#### Requisitos
1. Enumera todos los títulos de libros y de capítulos que aparecen en el fragmento sobre Morris de más abajo. Incluye también el título en inglés.
2. Prolonga el fragmento sobre el libro de Morris a partir de su última oración.

===== Fragmento de origen

Quizá donde se refleja mejor esta actitud sea en uno de sus últimos libros titulado “Noticias de ninguna parte” (News from Nowhere), impreso en la propia imprenta de Morris, Kelmscott Press, en 1892. Este libro describe los rasgos principales de cómo es la sociedad posterior a la revolución: la sociedad comunista ya consolidada. Está escrito en forma de diálogo entre dos personas. Un señor muy mayor que conoce perfectamente cómo se produjo el cambio y un hombre joven que va haciendo preguntas para conocer el proceso. El capítulo XV se titula: “Sobre la falta de estímulo para el trabajo en una Sociedad Comunista” y es en el que se desarrolla la idea central del cambio social.

==========
===== Datos

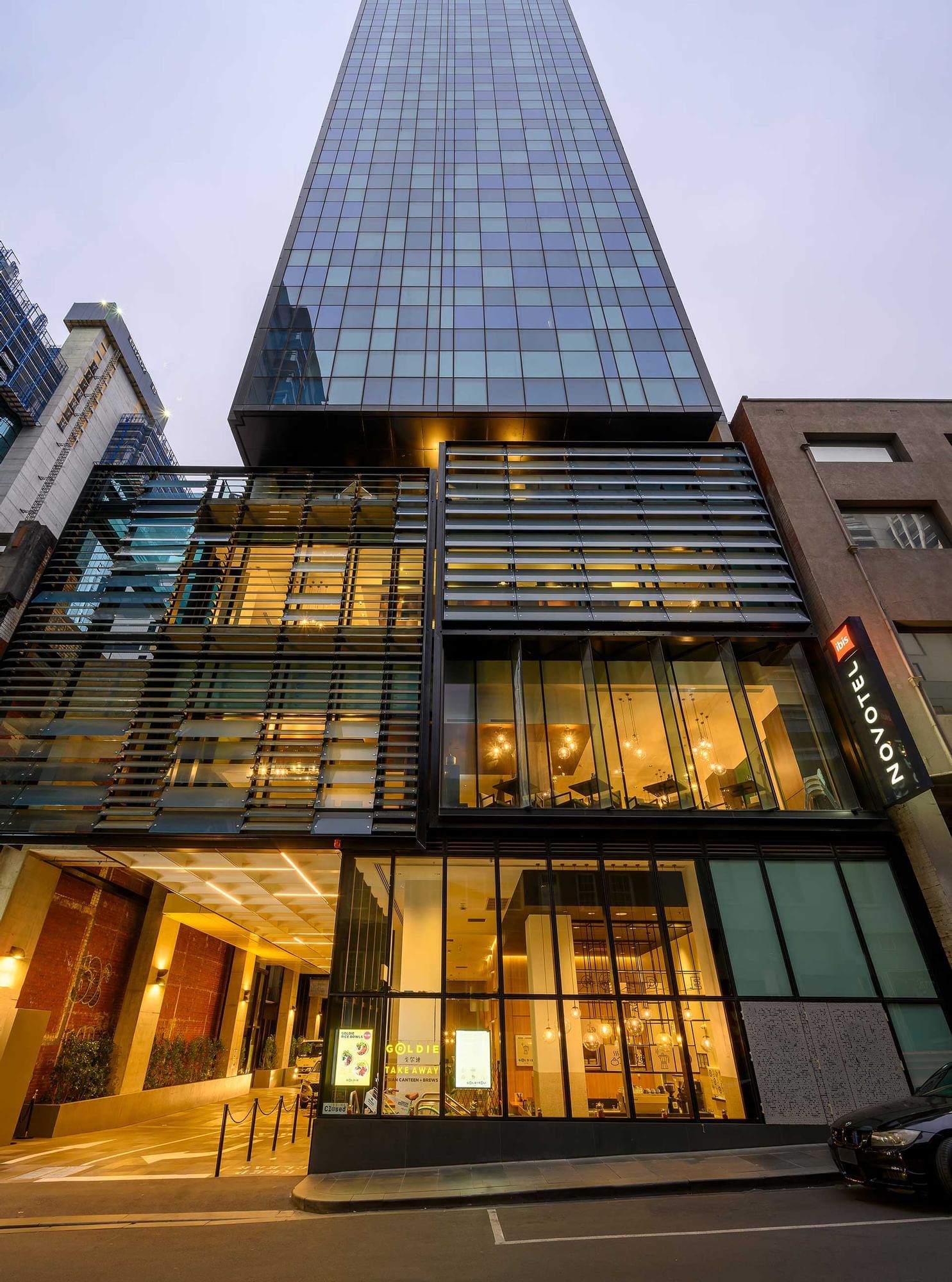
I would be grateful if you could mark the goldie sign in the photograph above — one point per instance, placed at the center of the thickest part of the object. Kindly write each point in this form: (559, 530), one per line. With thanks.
(413, 1060)
(352, 1063)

==========

#### Resultados
1.
- Noticias de ninguna parte
- News from Nowhere
- Sobre la falta de estímulo para el trabajo en una Sociedad Comunista

2.
En esta sociedad comunista el trabajo es voluntario y sin remuneración. El trabajo es un placer, no una pena o una obligación. La remuneración es el propio placer de realizarlo:
“La remuneración del trabajo es la vida, ¿le parece poco?” Dice el señor mayor a su interlocutor. El único miedo es que ante la abundancia de riquezas, el trabajo escasee:
“Todo trabajo es hoy agradable, ya que la esperanza de ser honrado y contribuir al enriquecimiento de la producción suponen un agradable estímulo, aun cuando ciertos trabajos no sean agradables en sí mismos, y esto ha sucedido tanto porque el trabajo ha llegado a convertirse en una agradable costumbre, como ocurre con lo que usted llamaría trabajo mecánico, como porque (y la mayor parte de nuestro trabajo es de este género) el trabajo proporciona por sí mismo un verdadero placer sensible; o sea: se ha convertido en labor de artistas.” (p. 163) (Citado en William Morris y la ideología de la arquitectura moderna, Mario Manieri Elia, Gustavo Gili, Barcelona, 1977)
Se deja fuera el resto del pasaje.